- THE TASK -
Please output exactly the lines of the material from the first through the line containing "trace: <item>white face mask</item>", and nothing more.

** DATA RECORDS follows **

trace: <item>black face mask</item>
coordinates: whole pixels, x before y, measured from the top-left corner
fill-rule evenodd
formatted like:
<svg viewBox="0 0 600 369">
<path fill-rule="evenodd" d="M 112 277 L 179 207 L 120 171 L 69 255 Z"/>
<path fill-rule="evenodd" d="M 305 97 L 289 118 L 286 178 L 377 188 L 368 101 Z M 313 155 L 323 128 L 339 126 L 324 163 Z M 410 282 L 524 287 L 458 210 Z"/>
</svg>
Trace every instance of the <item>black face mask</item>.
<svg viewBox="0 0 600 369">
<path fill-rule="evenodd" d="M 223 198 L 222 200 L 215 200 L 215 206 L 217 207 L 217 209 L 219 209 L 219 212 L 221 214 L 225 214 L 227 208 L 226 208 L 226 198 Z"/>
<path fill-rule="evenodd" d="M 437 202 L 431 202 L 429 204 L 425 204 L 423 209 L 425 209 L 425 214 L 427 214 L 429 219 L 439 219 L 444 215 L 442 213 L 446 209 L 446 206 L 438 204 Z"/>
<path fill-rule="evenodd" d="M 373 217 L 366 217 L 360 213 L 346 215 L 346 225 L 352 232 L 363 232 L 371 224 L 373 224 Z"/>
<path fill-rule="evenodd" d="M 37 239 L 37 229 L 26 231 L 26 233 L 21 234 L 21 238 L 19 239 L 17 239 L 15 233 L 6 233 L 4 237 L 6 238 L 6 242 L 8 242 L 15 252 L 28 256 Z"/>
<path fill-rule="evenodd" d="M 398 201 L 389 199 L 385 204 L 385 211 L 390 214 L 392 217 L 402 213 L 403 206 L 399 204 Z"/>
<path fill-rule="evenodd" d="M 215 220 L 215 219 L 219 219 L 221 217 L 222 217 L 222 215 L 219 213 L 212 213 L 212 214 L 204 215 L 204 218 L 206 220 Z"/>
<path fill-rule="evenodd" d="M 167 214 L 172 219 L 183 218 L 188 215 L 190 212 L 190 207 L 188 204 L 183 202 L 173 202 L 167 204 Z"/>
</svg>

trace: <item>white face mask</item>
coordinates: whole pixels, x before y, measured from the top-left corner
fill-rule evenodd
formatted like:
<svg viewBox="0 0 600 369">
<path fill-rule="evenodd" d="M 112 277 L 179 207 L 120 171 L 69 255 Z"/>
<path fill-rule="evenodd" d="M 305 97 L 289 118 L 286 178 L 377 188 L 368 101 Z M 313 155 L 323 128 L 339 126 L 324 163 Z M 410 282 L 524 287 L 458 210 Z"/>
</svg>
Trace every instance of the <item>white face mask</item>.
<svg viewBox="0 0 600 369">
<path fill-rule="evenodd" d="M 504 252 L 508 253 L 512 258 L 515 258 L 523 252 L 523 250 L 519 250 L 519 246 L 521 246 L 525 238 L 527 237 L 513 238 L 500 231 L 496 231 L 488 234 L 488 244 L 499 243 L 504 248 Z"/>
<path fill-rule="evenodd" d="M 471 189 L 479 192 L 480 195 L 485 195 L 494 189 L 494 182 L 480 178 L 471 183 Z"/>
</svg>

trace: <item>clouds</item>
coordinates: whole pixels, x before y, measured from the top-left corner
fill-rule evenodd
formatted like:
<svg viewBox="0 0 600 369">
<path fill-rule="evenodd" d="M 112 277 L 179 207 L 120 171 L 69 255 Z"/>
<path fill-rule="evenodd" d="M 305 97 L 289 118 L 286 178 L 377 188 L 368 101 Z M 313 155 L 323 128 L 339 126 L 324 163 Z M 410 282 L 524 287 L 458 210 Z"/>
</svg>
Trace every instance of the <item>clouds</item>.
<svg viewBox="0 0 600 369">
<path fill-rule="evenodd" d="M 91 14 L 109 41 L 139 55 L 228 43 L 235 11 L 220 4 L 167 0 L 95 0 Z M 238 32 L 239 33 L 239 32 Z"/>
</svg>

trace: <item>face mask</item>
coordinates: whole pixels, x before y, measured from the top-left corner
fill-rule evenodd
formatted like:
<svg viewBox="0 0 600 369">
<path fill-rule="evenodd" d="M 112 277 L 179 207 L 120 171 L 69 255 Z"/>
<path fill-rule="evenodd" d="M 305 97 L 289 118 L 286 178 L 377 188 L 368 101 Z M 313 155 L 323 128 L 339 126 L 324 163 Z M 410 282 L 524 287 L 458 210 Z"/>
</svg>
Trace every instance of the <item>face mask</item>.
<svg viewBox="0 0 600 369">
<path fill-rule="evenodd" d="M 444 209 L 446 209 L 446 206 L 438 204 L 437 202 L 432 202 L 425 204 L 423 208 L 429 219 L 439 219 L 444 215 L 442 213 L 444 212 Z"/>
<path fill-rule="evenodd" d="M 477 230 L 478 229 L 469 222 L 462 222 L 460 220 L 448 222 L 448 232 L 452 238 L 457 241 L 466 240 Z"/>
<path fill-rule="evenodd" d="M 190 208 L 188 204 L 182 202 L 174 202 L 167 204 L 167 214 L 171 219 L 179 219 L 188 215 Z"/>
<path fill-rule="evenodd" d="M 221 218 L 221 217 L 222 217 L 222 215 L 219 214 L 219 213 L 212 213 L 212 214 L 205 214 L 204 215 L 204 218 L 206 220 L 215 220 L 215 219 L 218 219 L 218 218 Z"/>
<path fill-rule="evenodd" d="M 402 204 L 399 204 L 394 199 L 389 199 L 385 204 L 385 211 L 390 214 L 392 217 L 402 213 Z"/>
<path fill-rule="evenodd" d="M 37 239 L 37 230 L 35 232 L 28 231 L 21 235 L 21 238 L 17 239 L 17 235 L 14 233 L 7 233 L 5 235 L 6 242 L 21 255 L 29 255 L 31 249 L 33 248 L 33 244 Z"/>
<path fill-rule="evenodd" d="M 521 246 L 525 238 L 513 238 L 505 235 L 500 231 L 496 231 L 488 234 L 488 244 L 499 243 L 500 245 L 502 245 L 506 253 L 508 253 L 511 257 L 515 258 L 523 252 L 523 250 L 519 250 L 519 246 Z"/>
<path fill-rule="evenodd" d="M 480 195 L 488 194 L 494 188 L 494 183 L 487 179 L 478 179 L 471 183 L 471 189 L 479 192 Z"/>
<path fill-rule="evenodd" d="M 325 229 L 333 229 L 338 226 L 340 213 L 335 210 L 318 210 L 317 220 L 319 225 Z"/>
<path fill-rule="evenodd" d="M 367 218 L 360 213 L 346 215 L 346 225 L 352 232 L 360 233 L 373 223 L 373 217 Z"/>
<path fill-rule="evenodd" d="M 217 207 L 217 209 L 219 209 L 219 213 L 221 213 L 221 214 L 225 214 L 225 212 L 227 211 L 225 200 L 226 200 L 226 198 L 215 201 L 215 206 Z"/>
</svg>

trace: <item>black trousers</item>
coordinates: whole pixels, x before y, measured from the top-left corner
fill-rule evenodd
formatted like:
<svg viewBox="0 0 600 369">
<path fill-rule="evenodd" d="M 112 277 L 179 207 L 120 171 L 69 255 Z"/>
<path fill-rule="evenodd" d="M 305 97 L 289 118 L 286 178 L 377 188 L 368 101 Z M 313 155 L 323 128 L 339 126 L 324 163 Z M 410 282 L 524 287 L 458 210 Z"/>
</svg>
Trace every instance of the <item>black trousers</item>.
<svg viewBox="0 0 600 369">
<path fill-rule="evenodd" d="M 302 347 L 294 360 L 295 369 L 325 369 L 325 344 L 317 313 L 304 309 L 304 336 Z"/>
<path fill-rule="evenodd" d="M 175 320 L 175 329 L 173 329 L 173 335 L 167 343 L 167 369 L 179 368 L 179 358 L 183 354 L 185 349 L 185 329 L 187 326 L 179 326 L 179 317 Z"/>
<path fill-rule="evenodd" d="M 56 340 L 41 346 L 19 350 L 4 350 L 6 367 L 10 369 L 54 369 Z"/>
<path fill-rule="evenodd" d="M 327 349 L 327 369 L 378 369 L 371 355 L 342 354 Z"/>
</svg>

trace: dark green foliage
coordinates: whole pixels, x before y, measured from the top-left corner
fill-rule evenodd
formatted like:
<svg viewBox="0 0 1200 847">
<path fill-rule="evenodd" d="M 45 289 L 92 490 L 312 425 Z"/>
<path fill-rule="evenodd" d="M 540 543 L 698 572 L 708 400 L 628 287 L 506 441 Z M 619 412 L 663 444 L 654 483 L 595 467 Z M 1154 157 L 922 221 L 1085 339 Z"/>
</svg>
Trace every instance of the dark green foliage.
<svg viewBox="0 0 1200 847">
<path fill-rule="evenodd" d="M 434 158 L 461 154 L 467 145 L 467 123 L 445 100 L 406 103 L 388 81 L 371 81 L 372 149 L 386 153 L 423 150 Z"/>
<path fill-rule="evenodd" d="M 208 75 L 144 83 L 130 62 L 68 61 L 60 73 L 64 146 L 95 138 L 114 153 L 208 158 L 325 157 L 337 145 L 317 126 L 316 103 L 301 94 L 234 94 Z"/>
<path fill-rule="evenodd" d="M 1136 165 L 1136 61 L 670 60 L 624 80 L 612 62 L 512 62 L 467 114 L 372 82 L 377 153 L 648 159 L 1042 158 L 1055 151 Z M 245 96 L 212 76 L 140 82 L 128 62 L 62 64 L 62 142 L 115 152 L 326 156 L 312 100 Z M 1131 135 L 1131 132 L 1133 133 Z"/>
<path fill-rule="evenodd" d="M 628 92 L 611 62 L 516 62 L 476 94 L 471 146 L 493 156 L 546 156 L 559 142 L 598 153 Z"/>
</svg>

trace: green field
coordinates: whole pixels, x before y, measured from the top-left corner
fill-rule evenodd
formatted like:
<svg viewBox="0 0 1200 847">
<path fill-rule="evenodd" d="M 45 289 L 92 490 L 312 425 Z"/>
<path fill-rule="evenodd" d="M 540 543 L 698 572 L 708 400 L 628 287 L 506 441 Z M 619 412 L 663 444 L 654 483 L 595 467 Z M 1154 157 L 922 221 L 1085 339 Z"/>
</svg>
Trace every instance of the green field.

** End of DATA RECORDS **

- RESPONSE AREA -
trace: <item>black face mask</item>
coordinates: whole pixels, x before y, measured from the top-left corner
fill-rule evenodd
formatted like:
<svg viewBox="0 0 600 369">
<path fill-rule="evenodd" d="M 112 277 L 179 207 L 120 171 L 69 255 Z"/>
<path fill-rule="evenodd" d="M 305 97 L 289 118 L 286 178 L 377 188 L 368 101 Z M 313 155 L 323 128 L 339 126 L 324 163 Z M 410 282 L 524 287 L 458 210 Z"/>
</svg>
Trace every instance of the <item>black face mask</item>.
<svg viewBox="0 0 600 369">
<path fill-rule="evenodd" d="M 223 198 L 222 200 L 215 200 L 215 206 L 217 207 L 217 209 L 219 209 L 219 212 L 221 214 L 225 214 L 227 208 L 226 208 L 226 198 Z"/>
<path fill-rule="evenodd" d="M 437 202 L 431 202 L 429 204 L 425 204 L 423 209 L 425 209 L 425 214 L 427 214 L 429 219 L 439 219 L 444 215 L 442 213 L 446 209 L 446 206 L 438 204 Z"/>
<path fill-rule="evenodd" d="M 373 217 L 366 217 L 360 213 L 346 215 L 346 225 L 352 232 L 363 232 L 371 224 L 373 224 Z"/>
<path fill-rule="evenodd" d="M 37 239 L 37 229 L 26 231 L 26 233 L 21 234 L 21 238 L 19 239 L 17 239 L 15 233 L 6 233 L 4 237 L 6 238 L 6 242 L 8 242 L 15 252 L 28 256 Z"/>
<path fill-rule="evenodd" d="M 398 201 L 389 199 L 385 204 L 385 211 L 390 214 L 392 217 L 402 213 L 403 206 L 399 204 Z"/>
<path fill-rule="evenodd" d="M 215 220 L 215 219 L 219 219 L 221 217 L 222 217 L 222 215 L 219 213 L 212 213 L 212 214 L 204 215 L 204 218 L 206 220 Z"/>
<path fill-rule="evenodd" d="M 167 214 L 172 219 L 183 218 L 188 215 L 190 212 L 190 207 L 188 204 L 183 202 L 173 202 L 167 204 Z"/>
</svg>

trace: <item>white face mask</item>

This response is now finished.